====== Provided information ======

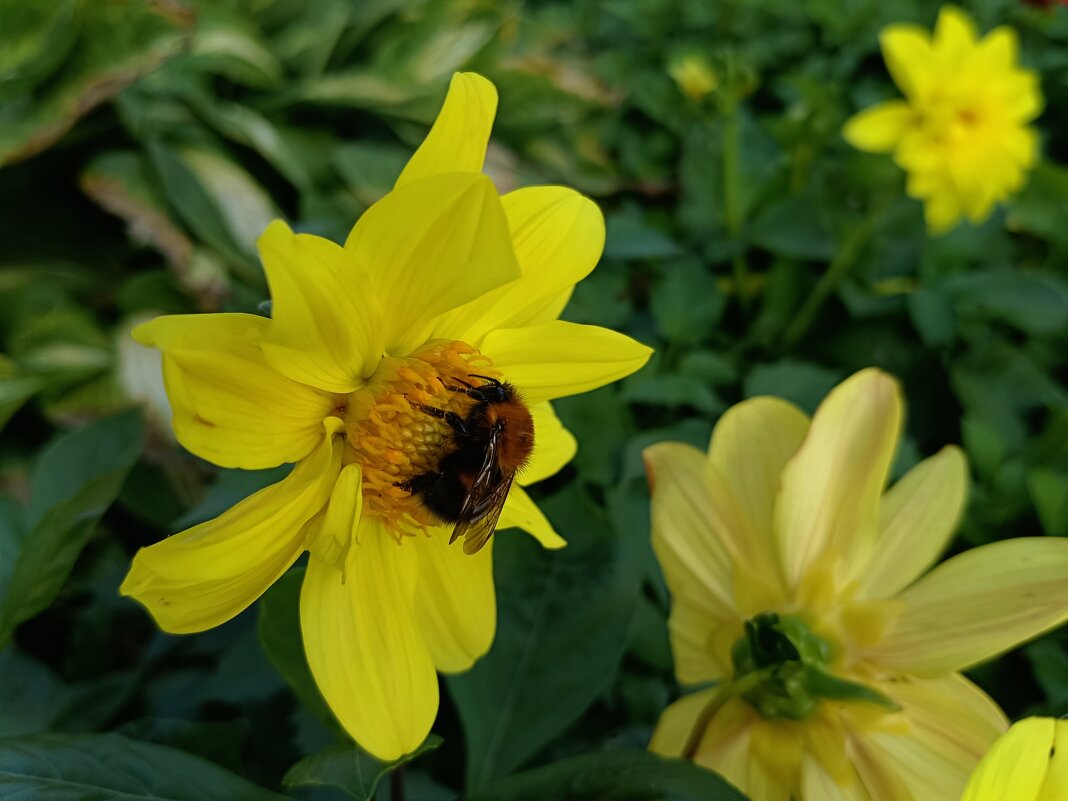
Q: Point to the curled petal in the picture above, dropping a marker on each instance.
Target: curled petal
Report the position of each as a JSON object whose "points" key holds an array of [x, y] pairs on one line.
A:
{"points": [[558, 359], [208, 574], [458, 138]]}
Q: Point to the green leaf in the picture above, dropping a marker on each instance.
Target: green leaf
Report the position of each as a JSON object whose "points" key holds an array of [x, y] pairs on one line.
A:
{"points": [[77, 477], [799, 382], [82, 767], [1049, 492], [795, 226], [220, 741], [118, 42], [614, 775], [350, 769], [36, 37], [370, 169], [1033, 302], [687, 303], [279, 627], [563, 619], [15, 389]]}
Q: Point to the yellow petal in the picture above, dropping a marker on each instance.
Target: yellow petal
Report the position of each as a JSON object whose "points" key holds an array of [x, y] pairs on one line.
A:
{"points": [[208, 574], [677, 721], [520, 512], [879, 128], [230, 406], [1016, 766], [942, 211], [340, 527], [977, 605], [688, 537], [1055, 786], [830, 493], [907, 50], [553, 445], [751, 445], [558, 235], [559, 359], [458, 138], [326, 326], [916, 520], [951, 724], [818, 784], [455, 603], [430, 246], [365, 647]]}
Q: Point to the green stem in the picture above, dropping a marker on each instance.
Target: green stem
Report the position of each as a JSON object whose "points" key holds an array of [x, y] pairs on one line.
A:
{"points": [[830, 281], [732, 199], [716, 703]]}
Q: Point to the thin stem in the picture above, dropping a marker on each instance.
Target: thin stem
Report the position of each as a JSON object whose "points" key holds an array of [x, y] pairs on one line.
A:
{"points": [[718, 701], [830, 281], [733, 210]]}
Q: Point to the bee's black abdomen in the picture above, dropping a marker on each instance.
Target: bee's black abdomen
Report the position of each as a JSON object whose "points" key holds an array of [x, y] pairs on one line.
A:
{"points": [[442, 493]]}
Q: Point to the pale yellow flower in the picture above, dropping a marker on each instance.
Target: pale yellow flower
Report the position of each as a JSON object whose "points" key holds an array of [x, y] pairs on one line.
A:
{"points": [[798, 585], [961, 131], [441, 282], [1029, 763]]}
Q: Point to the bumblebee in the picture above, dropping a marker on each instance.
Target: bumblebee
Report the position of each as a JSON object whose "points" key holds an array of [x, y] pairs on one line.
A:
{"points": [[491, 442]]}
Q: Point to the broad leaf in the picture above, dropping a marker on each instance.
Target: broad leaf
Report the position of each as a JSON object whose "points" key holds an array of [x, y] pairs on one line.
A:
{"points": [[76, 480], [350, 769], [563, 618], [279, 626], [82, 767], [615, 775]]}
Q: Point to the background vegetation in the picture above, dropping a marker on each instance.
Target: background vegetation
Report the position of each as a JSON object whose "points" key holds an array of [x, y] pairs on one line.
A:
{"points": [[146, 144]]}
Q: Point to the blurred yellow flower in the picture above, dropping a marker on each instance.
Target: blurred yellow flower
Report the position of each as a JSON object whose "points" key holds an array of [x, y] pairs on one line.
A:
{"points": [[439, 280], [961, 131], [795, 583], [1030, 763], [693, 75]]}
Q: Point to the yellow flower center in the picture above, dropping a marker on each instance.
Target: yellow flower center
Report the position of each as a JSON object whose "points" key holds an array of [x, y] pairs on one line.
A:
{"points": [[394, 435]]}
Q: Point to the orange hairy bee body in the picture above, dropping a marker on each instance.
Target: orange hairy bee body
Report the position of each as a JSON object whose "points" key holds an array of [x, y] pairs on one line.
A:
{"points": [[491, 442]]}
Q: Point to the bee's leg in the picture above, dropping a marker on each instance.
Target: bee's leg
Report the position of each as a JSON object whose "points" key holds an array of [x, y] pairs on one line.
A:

======

Starting from the line with "Q: Point to the background" and ending with the final line of the data, quote every line exactly, both ends included.

(Result of the exercise)
Q: Point to the background vegetation in the picture above, dropping a marker on each instance.
Target: background vegetation
Report the position of each as a JSON object whose "points" key holds an array of [x, y] pairs on one line.
A:
{"points": [[146, 144]]}
Q: Point to the blurred yellow flower in the picture above, dropping a marker on each instance.
Target: blurred yellow flower
Report the position of each as a JSON object whose "points" key holds an array of [x, y] pairs on one line.
A:
{"points": [[439, 280], [961, 131], [795, 583], [1030, 763], [693, 75]]}
Q: Point to the yellow flower center in the picture above, dropping a marker on each instance.
Target: yellow flower center
Report the position of each as a JSON object whose "points" key holds an array of [x, y] pairs on one line.
A:
{"points": [[394, 435]]}
Q: Point to the orange hairy bee body in the picture above, dropping a marker on each instance.
Target: orange hairy bee body
Report the position of each as a JSON object whose "points" key holds an array of [x, y] pairs on one line.
A:
{"points": [[491, 442]]}
Q: Point to the bee's leg in the picture above, dropping a marker on each instance.
Target: bee's leg
Report the position of each as a JSON object whose "points" key holds an array of [x, y] pairs on one line.
A:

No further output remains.